§ Directions:
Identify the line that contains "Target: water surface" in the material. Output it and every line after it, unchanged, through the end.

Coordinate annotation entries
===============
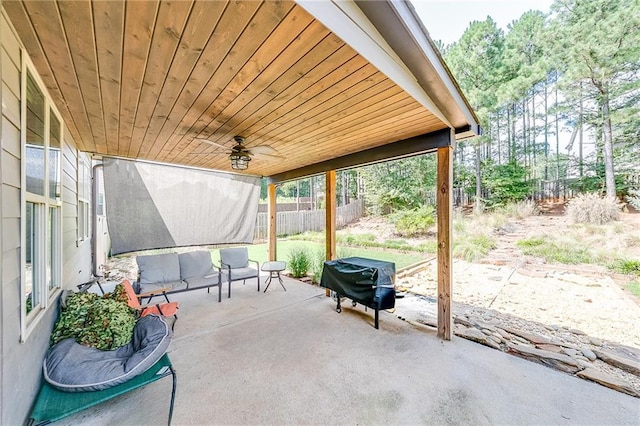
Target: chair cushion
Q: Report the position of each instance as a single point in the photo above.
(236, 257)
(195, 264)
(72, 367)
(158, 268)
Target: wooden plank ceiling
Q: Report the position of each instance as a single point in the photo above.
(146, 79)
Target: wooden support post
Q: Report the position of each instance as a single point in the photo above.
(444, 213)
(271, 197)
(330, 210)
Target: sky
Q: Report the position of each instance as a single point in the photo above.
(447, 20)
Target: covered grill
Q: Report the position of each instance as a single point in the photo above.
(365, 281)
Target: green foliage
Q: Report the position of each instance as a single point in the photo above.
(591, 208)
(634, 287)
(627, 266)
(414, 222)
(399, 185)
(473, 247)
(507, 183)
(300, 262)
(556, 251)
(104, 323)
(520, 210)
(634, 198)
(317, 264)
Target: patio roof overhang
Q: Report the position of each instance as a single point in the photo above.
(315, 80)
(327, 84)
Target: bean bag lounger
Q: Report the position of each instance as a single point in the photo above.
(78, 377)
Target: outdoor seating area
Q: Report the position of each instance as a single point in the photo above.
(288, 358)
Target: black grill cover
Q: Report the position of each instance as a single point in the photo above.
(366, 281)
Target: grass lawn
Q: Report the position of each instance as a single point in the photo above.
(259, 252)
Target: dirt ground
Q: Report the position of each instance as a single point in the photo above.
(588, 298)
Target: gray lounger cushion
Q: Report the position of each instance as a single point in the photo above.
(159, 268)
(72, 367)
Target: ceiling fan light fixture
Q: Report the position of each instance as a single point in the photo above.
(239, 160)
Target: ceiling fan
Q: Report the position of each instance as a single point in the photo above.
(240, 155)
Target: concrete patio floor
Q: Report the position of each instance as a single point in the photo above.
(288, 358)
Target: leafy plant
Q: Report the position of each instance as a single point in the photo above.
(591, 208)
(473, 247)
(104, 323)
(556, 251)
(634, 198)
(507, 183)
(627, 266)
(299, 262)
(414, 222)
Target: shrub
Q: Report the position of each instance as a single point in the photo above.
(473, 247)
(627, 266)
(567, 252)
(299, 262)
(317, 263)
(414, 222)
(591, 208)
(520, 210)
(104, 323)
(634, 198)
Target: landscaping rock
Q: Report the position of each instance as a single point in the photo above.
(588, 353)
(608, 381)
(551, 359)
(622, 363)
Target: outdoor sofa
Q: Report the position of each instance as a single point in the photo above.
(173, 273)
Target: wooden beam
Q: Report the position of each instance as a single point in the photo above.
(330, 210)
(271, 196)
(404, 148)
(444, 206)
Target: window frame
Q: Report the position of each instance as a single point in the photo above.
(48, 223)
(83, 206)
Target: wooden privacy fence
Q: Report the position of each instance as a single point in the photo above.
(291, 223)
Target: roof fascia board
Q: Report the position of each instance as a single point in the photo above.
(404, 148)
(418, 33)
(347, 21)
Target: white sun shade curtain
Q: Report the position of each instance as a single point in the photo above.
(158, 206)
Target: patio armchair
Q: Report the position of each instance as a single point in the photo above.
(236, 266)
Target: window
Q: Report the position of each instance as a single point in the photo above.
(41, 132)
(84, 194)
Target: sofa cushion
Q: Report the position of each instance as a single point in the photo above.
(72, 367)
(158, 268)
(207, 280)
(171, 286)
(236, 257)
(195, 264)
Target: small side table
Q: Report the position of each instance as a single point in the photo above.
(274, 269)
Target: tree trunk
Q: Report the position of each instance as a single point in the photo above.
(478, 180)
(607, 147)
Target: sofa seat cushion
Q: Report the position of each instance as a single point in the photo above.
(171, 286)
(159, 268)
(195, 264)
(72, 367)
(207, 280)
(241, 273)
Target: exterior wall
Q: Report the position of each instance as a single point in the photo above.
(21, 363)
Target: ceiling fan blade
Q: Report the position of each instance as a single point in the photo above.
(207, 141)
(264, 150)
(266, 157)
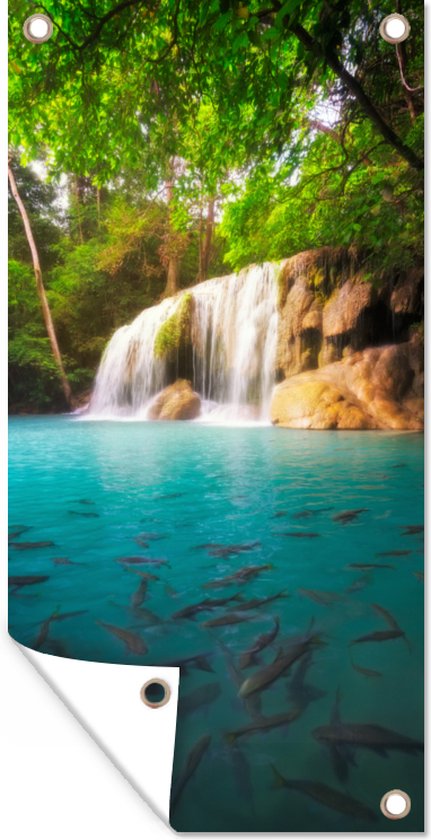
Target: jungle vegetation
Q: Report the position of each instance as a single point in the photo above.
(155, 143)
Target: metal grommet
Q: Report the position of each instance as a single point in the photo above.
(155, 693)
(395, 804)
(394, 28)
(38, 28)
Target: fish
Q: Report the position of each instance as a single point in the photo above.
(262, 679)
(379, 636)
(26, 546)
(140, 561)
(300, 694)
(144, 575)
(327, 796)
(227, 618)
(253, 704)
(304, 534)
(18, 581)
(391, 622)
(366, 566)
(368, 736)
(412, 529)
(139, 595)
(204, 695)
(132, 641)
(320, 597)
(243, 778)
(200, 661)
(64, 561)
(265, 724)
(259, 602)
(348, 515)
(87, 514)
(193, 760)
(359, 584)
(241, 576)
(367, 672)
(229, 550)
(46, 624)
(386, 615)
(204, 606)
(149, 618)
(16, 531)
(249, 657)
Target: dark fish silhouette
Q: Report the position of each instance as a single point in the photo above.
(139, 595)
(204, 606)
(263, 725)
(379, 636)
(368, 736)
(140, 561)
(200, 661)
(227, 618)
(260, 680)
(412, 529)
(303, 534)
(16, 531)
(366, 566)
(204, 695)
(327, 796)
(249, 657)
(300, 694)
(18, 581)
(241, 576)
(320, 597)
(193, 760)
(28, 546)
(229, 550)
(348, 515)
(132, 641)
(259, 602)
(85, 514)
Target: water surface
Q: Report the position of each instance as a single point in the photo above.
(94, 489)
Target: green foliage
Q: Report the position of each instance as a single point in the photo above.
(174, 330)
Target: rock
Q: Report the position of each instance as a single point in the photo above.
(345, 307)
(376, 388)
(176, 402)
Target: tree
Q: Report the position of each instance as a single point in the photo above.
(49, 324)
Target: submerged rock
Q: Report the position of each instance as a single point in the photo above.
(176, 402)
(377, 388)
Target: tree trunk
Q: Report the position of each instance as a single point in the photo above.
(358, 92)
(172, 261)
(206, 248)
(41, 290)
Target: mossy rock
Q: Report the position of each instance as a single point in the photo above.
(175, 330)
===============
§ Solution to the exercise:
Target: water surface
Q: Report the position of each instance as a single point in the photo above.
(94, 489)
Target: green foliage
Q: Report the position of each instance as a single point in the photo above.
(174, 330)
Target: rock
Q: Report the position of each instance as a single point in the photo above.
(345, 307)
(376, 388)
(176, 402)
Target: tree
Q: Report the position of each instance as a single point in the photo above.
(49, 324)
Target: submerged rock
Q: Report the position of each instance as a single point in the photo above.
(176, 402)
(377, 388)
Target: tree trunk
Q: Report the position of each instance as a single point in the photo above.
(358, 92)
(172, 261)
(206, 248)
(41, 290)
Target: mossy rock
Q: Report the position of each instance as a single point in the photo above.
(175, 330)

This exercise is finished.